What you have to do
Your answer must consist only of the lines from the start of the entries through the line that holds "Target: tall light pole", copied exactly, with no pictures.

(Region pointing data)
§
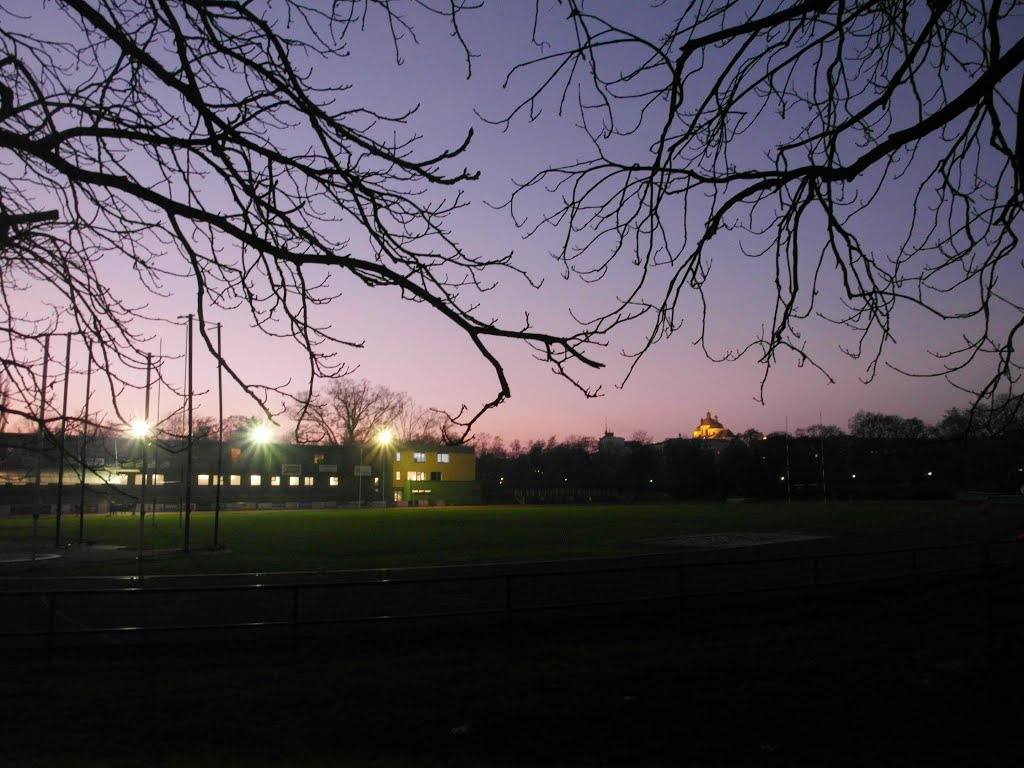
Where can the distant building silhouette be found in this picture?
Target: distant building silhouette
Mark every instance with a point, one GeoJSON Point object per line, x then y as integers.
{"type": "Point", "coordinates": [711, 428]}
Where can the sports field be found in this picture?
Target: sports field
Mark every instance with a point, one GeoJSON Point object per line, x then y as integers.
{"type": "Point", "coordinates": [346, 539]}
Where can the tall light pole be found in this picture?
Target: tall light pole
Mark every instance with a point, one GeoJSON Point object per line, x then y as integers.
{"type": "Point", "coordinates": [384, 438]}
{"type": "Point", "coordinates": [140, 431]}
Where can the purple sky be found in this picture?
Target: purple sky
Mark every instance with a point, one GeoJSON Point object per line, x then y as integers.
{"type": "Point", "coordinates": [410, 348]}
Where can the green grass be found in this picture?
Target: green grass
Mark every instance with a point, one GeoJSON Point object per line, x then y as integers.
{"type": "Point", "coordinates": [336, 540]}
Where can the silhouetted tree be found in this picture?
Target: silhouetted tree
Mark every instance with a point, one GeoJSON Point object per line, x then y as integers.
{"type": "Point", "coordinates": [776, 133]}
{"type": "Point", "coordinates": [210, 151]}
{"type": "Point", "coordinates": [348, 411]}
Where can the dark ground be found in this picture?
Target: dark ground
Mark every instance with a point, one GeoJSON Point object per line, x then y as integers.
{"type": "Point", "coordinates": [889, 679]}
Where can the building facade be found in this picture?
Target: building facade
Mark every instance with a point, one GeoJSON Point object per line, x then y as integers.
{"type": "Point", "coordinates": [109, 472]}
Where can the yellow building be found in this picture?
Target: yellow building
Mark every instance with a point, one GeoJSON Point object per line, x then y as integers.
{"type": "Point", "coordinates": [711, 428]}
{"type": "Point", "coordinates": [435, 474]}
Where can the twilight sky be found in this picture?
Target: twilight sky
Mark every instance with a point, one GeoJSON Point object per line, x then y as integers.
{"type": "Point", "coordinates": [411, 348]}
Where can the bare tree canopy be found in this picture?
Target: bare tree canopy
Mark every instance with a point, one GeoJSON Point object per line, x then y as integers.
{"type": "Point", "coordinates": [170, 140]}
{"type": "Point", "coordinates": [349, 411]}
{"type": "Point", "coordinates": [860, 158]}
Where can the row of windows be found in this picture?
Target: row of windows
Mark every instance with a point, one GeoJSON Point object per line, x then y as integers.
{"type": "Point", "coordinates": [418, 476]}
{"type": "Point", "coordinates": [421, 458]}
{"type": "Point", "coordinates": [275, 480]}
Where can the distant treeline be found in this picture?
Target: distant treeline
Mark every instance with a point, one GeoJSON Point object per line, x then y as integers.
{"type": "Point", "coordinates": [882, 456]}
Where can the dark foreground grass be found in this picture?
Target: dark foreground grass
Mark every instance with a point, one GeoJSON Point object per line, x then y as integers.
{"type": "Point", "coordinates": [885, 684]}
{"type": "Point", "coordinates": [343, 539]}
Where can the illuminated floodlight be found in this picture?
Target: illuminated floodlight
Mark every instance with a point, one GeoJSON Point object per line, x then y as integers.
{"type": "Point", "coordinates": [261, 433]}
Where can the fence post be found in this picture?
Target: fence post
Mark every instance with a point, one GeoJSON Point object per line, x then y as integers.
{"type": "Point", "coordinates": [508, 597]}
{"type": "Point", "coordinates": [51, 599]}
{"type": "Point", "coordinates": [681, 583]}
{"type": "Point", "coordinates": [295, 621]}
{"type": "Point", "coordinates": [989, 598]}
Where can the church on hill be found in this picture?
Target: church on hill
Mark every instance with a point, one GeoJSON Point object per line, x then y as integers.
{"type": "Point", "coordinates": [711, 428]}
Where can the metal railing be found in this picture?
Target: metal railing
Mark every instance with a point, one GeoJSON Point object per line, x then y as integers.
{"type": "Point", "coordinates": [142, 612]}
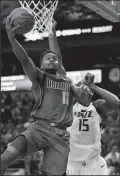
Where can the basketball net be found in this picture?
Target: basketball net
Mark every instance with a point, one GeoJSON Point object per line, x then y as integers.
{"type": "Point", "coordinates": [43, 11]}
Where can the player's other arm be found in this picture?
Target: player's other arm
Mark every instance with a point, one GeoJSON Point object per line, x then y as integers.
{"type": "Point", "coordinates": [29, 67]}
{"type": "Point", "coordinates": [54, 47]}
{"type": "Point", "coordinates": [108, 100]}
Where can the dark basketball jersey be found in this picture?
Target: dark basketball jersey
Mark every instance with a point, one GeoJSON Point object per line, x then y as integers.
{"type": "Point", "coordinates": [57, 101]}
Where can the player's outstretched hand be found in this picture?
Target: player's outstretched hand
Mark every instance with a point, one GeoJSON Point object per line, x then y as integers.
{"type": "Point", "coordinates": [9, 29]}
{"type": "Point", "coordinates": [89, 78]}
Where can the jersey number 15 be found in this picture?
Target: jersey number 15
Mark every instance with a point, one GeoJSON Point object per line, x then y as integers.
{"type": "Point", "coordinates": [83, 125]}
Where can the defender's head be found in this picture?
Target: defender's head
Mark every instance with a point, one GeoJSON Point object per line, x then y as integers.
{"type": "Point", "coordinates": [49, 61]}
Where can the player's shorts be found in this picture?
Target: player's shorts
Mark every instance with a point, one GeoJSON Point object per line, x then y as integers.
{"type": "Point", "coordinates": [55, 143]}
{"type": "Point", "coordinates": [95, 166]}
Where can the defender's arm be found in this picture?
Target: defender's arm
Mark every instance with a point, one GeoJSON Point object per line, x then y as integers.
{"type": "Point", "coordinates": [54, 47]}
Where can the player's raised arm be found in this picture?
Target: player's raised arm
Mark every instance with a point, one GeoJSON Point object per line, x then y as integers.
{"type": "Point", "coordinates": [54, 47]}
{"type": "Point", "coordinates": [29, 67]}
{"type": "Point", "coordinates": [108, 100]}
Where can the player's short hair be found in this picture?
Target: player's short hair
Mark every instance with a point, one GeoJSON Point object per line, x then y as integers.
{"type": "Point", "coordinates": [44, 53]}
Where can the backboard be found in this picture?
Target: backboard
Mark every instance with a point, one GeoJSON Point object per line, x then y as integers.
{"type": "Point", "coordinates": [109, 9]}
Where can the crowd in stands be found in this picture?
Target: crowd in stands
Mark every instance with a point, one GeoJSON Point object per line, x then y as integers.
{"type": "Point", "coordinates": [15, 117]}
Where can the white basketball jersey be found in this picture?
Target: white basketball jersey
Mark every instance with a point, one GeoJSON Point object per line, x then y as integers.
{"type": "Point", "coordinates": [85, 133]}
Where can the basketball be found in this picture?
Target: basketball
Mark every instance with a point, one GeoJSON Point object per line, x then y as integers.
{"type": "Point", "coordinates": [24, 18]}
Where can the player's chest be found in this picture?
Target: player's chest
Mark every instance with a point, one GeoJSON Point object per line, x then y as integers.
{"type": "Point", "coordinates": [56, 85]}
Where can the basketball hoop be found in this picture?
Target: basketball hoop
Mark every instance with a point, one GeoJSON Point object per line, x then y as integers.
{"type": "Point", "coordinates": [43, 11]}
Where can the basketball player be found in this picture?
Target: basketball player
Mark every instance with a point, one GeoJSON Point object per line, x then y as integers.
{"type": "Point", "coordinates": [85, 143]}
{"type": "Point", "coordinates": [53, 110]}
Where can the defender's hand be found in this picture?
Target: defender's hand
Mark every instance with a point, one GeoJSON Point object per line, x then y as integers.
{"type": "Point", "coordinates": [89, 78]}
{"type": "Point", "coordinates": [10, 31]}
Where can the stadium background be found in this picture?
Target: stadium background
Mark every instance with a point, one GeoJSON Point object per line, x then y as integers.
{"type": "Point", "coordinates": [96, 47]}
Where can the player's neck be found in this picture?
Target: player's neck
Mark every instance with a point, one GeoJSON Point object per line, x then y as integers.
{"type": "Point", "coordinates": [53, 72]}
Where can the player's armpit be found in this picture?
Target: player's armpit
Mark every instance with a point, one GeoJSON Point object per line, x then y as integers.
{"type": "Point", "coordinates": [33, 72]}
{"type": "Point", "coordinates": [102, 107]}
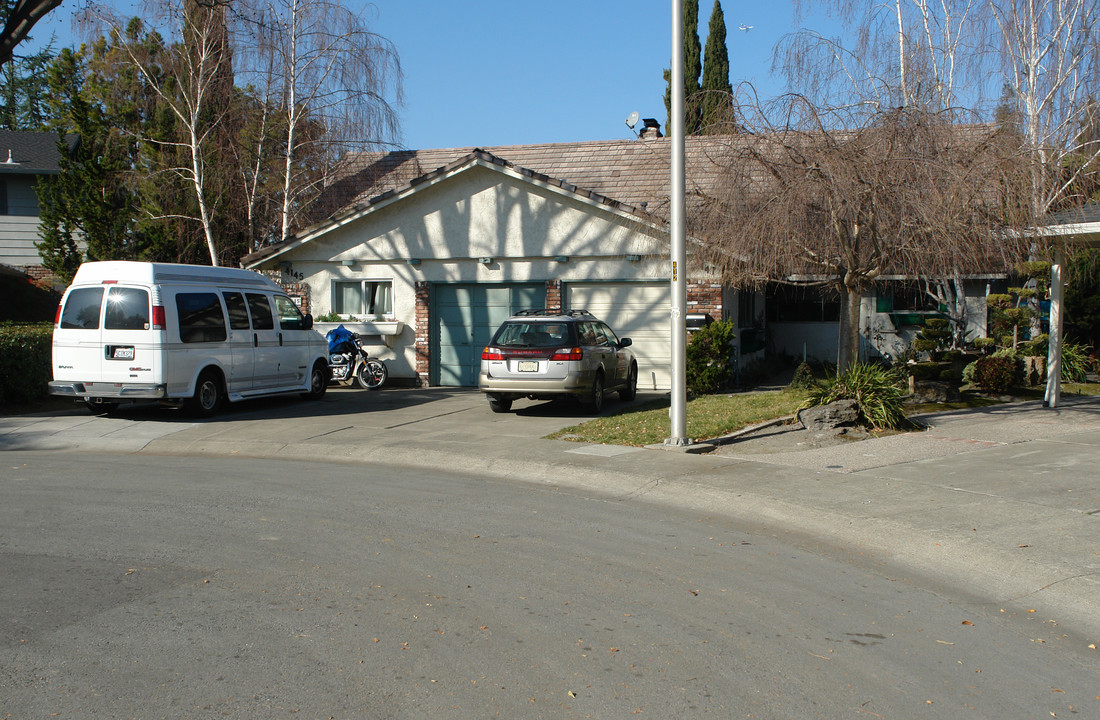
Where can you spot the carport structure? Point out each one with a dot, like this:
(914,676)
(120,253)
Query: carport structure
(1078,228)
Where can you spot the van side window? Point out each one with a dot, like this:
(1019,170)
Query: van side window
(81,309)
(127,309)
(262,318)
(289,317)
(201,319)
(238,311)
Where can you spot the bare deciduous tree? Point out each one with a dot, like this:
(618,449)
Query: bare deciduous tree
(186,77)
(899,192)
(329,79)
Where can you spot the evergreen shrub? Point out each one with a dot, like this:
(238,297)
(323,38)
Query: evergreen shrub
(710,357)
(24,363)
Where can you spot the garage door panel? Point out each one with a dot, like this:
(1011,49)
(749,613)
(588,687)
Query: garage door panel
(464,318)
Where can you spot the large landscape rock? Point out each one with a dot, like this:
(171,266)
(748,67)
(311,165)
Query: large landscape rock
(825,418)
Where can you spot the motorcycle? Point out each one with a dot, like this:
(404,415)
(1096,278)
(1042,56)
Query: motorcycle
(349,361)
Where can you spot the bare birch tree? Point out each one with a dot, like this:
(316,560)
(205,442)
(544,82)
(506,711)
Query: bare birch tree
(899,192)
(1051,58)
(330,80)
(185,77)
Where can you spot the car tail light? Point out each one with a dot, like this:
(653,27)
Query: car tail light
(568,354)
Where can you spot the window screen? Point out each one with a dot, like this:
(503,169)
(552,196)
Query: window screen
(289,317)
(363,298)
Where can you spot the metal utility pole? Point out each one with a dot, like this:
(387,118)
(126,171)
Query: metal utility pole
(678,411)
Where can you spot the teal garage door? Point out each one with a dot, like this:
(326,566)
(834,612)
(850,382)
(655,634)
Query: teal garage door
(463,320)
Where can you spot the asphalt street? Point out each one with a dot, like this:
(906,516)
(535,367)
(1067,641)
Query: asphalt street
(145,586)
(1003,500)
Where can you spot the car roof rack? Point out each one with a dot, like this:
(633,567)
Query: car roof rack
(546,311)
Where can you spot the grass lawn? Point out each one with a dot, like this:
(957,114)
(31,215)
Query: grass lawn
(708,416)
(714,416)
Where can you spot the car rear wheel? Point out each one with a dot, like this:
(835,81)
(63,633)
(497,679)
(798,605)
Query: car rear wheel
(630,390)
(208,395)
(595,400)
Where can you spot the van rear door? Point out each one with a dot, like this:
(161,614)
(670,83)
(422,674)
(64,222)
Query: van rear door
(77,352)
(130,353)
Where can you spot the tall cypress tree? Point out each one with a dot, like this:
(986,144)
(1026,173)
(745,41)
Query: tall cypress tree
(693,68)
(716,89)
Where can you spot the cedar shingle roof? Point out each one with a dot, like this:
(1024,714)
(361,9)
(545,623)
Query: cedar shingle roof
(630,172)
(32,153)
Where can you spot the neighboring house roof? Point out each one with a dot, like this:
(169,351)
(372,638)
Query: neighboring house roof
(392,191)
(1081,225)
(30,153)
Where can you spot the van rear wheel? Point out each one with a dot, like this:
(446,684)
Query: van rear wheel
(318,380)
(208,395)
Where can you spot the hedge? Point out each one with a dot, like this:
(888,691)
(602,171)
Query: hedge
(24,363)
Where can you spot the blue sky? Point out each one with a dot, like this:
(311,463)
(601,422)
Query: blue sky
(512,72)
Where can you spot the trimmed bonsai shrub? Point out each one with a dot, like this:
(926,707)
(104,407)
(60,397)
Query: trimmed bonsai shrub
(803,377)
(934,338)
(878,392)
(996,373)
(710,357)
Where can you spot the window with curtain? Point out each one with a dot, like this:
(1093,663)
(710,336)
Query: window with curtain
(373,298)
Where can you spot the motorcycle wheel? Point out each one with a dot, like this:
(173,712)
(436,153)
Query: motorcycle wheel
(371,375)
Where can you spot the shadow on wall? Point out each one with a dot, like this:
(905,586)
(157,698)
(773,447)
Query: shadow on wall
(21,300)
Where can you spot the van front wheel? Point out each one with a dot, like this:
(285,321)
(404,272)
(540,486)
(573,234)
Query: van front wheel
(208,395)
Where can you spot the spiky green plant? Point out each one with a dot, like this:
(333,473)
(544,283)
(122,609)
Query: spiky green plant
(878,394)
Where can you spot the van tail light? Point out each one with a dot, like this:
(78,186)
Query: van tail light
(567,354)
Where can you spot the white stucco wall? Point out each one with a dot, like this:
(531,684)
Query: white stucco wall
(448,226)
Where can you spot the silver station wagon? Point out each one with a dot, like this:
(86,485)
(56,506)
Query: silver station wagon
(549,354)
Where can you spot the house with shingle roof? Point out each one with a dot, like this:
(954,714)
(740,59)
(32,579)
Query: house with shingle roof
(24,158)
(428,251)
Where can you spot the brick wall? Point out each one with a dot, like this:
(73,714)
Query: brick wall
(705,298)
(553,295)
(422,344)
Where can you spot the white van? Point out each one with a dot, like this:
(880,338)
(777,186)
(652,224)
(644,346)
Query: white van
(185,334)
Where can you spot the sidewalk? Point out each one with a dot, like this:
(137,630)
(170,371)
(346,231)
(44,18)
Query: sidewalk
(1003,499)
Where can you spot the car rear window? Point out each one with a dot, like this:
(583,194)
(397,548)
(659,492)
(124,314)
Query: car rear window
(536,334)
(81,309)
(127,309)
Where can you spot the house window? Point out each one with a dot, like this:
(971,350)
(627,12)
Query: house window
(793,303)
(373,298)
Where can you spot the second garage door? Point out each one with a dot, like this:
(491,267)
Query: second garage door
(638,311)
(463,320)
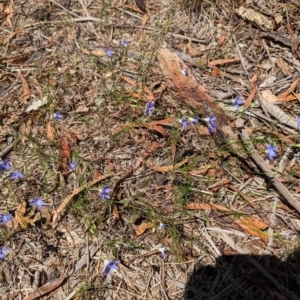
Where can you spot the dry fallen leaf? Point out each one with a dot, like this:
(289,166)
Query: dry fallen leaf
(99,52)
(255,17)
(170,167)
(35,105)
(50,133)
(205,206)
(46,288)
(145,19)
(269,96)
(140,229)
(251,229)
(289,90)
(26,91)
(24,130)
(64,155)
(286,70)
(9,13)
(20,217)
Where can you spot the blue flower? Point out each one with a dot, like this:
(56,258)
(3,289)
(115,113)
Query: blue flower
(193,120)
(5,165)
(104,193)
(109,266)
(37,202)
(271,151)
(163,251)
(238,101)
(5,218)
(185,72)
(72,165)
(109,52)
(16,175)
(298,121)
(3,252)
(124,43)
(149,108)
(57,116)
(212,124)
(183,121)
(162,226)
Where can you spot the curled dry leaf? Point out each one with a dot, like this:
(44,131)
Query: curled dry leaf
(9,13)
(35,105)
(12,35)
(20,217)
(269,96)
(286,70)
(250,97)
(99,52)
(222,61)
(255,17)
(64,155)
(205,206)
(26,91)
(140,229)
(24,130)
(46,288)
(289,90)
(200,171)
(141,5)
(145,19)
(251,229)
(171,167)
(50,133)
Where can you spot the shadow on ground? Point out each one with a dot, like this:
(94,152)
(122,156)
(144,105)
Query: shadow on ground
(239,277)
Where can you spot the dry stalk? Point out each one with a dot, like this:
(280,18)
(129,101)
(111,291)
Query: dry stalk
(66,201)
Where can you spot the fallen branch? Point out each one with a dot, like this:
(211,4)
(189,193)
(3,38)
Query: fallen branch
(266,169)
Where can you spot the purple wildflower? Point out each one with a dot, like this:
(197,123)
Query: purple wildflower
(271,151)
(104,193)
(183,121)
(16,175)
(5,165)
(188,121)
(109,266)
(238,102)
(109,52)
(3,252)
(163,252)
(212,124)
(124,43)
(57,116)
(72,165)
(37,202)
(149,108)
(162,226)
(185,72)
(298,121)
(5,218)
(193,120)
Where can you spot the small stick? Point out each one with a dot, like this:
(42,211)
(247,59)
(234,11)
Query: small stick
(7,149)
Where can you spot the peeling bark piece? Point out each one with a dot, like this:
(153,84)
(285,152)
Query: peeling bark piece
(255,17)
(194,95)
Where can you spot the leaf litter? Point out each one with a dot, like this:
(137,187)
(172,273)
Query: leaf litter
(212,184)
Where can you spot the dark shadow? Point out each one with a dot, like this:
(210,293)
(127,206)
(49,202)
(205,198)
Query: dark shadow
(238,277)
§
Result
Where can the distant building silhouette be found in this picture?
Target: distant building silhouette
Mark every instance with a point, one GeoJSON Point object per line, x then y as integers.
{"type": "Point", "coordinates": [711, 428]}
Where can the sports field be found in this picture?
Target: sports field
Mark every instance with a point, one GeoJSON Point object per line, x then y as integers.
{"type": "Point", "coordinates": [346, 539]}
Where can the tall light pole be found in this picture?
Target: tall light pole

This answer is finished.